GIVEN EXERCISE 1: According to the ethanol marketing agreement excerpt, how long does the Initial Term last?
GIVEN EXERCISE 2: Pick up the ethanol marketing agreement excerpt after its last sentence and continue drafting it.

SELECTED EXCERPT:

13. No “Take or Pay.” The parties agree that this is not a “take or pay contract” and that RENEWABLE PRODUCTS’ liability is limited to ethanol passing custody at UWGP’s facility.
14. Term. The term of this agreement shall commence on the first day of the month that UWGP initially ships ethanol and shall continue for a period of 12 months thereafter (the “Initial Term”). The parties shall be at liberty to negotiate a renewal of this Agreement. Any such renewal shall be referred to hereafter as a “Renewal Term.” If the parties fail to agree to a Renewal Term within 45 days of expiration of the Initial Term, UWGP shall be released from any and all obligations hereunder and shall be free to negotiate and engage any other ethanol marketing firm(s) to market any and all ethanol produced by UWGP.
15. Termination. This Agreement may be terminated under the circumstances set out below.
(a) Termination for Intentional Misconduct. If either party engages in intentional misconduct reasonably likely to result in significant adverse consequences to the other party, the party harmed or likely to be harmed by the intentional misconduct may terminate this Agreement immediately, upon written notice to the party engaging in the intentional misconduct.

DATASET ROWS:
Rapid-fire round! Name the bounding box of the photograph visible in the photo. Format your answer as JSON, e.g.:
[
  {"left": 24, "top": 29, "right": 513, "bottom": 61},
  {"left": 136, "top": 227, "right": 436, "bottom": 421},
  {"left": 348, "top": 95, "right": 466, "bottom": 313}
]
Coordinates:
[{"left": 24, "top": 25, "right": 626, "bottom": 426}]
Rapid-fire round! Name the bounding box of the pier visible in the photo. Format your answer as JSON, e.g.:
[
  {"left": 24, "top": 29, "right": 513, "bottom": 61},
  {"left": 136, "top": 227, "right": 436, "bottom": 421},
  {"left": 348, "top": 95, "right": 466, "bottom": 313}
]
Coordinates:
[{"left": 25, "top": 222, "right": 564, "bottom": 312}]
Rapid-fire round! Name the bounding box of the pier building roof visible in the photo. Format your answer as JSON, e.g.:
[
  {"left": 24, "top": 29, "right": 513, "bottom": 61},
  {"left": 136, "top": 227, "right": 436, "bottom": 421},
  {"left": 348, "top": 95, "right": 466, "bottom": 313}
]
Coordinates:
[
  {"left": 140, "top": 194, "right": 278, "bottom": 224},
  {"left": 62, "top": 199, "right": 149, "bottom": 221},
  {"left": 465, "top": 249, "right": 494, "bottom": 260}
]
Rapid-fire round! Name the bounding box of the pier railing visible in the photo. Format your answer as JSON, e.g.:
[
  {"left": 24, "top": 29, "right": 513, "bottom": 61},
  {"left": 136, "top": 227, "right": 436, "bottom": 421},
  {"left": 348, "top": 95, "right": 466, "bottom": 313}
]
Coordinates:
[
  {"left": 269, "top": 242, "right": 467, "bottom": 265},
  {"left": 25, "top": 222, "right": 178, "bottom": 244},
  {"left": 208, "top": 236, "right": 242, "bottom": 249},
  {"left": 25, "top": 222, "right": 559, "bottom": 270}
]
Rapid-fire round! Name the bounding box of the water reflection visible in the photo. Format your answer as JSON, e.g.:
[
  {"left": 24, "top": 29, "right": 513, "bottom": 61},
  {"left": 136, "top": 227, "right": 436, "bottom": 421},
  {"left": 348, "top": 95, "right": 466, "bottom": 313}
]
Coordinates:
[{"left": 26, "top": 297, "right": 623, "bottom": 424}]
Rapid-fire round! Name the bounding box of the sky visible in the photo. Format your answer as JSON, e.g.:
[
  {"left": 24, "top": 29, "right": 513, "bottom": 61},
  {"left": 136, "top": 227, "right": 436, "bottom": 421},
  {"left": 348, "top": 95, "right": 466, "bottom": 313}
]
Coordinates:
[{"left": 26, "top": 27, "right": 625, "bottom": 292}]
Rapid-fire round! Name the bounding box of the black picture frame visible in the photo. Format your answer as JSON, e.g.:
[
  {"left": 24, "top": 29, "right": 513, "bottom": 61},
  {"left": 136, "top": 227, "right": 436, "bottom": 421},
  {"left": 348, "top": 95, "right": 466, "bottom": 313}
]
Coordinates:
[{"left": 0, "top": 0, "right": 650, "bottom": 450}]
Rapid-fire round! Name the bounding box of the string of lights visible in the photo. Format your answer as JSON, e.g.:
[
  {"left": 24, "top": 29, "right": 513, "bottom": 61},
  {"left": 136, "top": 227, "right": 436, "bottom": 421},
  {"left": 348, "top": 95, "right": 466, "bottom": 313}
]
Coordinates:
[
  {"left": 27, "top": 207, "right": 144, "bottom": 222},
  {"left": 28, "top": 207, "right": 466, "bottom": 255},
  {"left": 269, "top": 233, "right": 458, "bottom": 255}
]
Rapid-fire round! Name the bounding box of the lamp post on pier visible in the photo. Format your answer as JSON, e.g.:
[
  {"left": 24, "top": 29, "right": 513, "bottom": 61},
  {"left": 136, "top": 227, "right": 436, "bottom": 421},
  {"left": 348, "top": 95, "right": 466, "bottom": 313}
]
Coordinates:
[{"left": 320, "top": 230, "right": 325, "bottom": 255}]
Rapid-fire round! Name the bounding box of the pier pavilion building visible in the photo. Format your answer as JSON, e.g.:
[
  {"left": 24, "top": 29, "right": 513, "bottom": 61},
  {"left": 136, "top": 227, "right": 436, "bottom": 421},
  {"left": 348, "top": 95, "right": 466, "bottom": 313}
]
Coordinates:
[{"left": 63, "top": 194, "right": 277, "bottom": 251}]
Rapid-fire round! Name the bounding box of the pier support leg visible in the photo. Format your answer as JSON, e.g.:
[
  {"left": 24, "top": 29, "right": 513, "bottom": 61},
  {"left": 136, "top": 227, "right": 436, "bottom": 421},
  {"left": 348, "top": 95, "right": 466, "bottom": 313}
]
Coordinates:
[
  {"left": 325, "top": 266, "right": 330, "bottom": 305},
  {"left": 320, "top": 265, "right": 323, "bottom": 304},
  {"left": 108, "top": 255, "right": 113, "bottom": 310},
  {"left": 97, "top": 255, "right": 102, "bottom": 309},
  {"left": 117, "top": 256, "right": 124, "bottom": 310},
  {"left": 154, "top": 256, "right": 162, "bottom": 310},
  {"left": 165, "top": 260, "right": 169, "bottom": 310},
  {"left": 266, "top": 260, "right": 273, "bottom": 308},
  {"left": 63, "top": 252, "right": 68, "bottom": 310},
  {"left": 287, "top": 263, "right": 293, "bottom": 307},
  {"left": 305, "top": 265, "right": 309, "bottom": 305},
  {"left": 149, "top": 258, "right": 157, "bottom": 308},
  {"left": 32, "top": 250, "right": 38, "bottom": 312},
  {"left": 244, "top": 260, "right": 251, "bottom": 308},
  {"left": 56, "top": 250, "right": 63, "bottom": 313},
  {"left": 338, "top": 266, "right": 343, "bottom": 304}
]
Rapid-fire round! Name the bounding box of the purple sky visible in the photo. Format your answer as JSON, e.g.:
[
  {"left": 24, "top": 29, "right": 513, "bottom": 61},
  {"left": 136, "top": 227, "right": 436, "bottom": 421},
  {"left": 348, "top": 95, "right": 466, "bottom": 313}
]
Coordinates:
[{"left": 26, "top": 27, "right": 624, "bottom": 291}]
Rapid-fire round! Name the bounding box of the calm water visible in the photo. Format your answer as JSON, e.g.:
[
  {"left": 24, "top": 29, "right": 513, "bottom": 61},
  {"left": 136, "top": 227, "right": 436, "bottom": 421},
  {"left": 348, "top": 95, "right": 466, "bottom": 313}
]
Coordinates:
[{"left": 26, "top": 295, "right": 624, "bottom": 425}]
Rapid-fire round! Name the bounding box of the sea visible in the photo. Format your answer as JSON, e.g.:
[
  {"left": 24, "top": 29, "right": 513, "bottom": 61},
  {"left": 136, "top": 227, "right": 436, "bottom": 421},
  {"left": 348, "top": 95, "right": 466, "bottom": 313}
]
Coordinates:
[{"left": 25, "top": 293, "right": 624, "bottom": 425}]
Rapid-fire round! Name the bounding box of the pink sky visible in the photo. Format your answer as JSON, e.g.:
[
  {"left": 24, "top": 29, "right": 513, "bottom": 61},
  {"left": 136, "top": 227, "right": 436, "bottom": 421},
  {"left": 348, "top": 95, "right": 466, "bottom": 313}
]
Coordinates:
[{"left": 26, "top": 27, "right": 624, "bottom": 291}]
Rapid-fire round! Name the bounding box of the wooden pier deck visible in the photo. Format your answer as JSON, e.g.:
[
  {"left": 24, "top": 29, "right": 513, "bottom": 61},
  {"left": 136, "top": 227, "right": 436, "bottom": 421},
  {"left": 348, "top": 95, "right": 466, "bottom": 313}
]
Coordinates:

FINAL ANSWER 1: 12 months from the first day of the month that UWGP initially ships ethanol.

FINAL ANSWER 2:
(b) Termination for Uncured Breach. If one of the parties breaches the terms of this Agreement, the other party may give the breaching party a notice in writing which specifically sets out the nature and extent of the breach, and the steps that must be taken to cure the breach. After receiving the written notice, the breaching party will then have thirty (30) days to cure the breach, if the breach does not involve a failure to market and distribute the ethanol as required by this Agreement.
If the breach does involve a failure to market and distribute the ethanol as required by this Agreement, then the breaching party will have five (5) days after receiving the written notice to cure the breach. If the breaching party does not cure any breach within the applicable cure period, then the non-breaching party will have the right to terminate this Agreement immediately.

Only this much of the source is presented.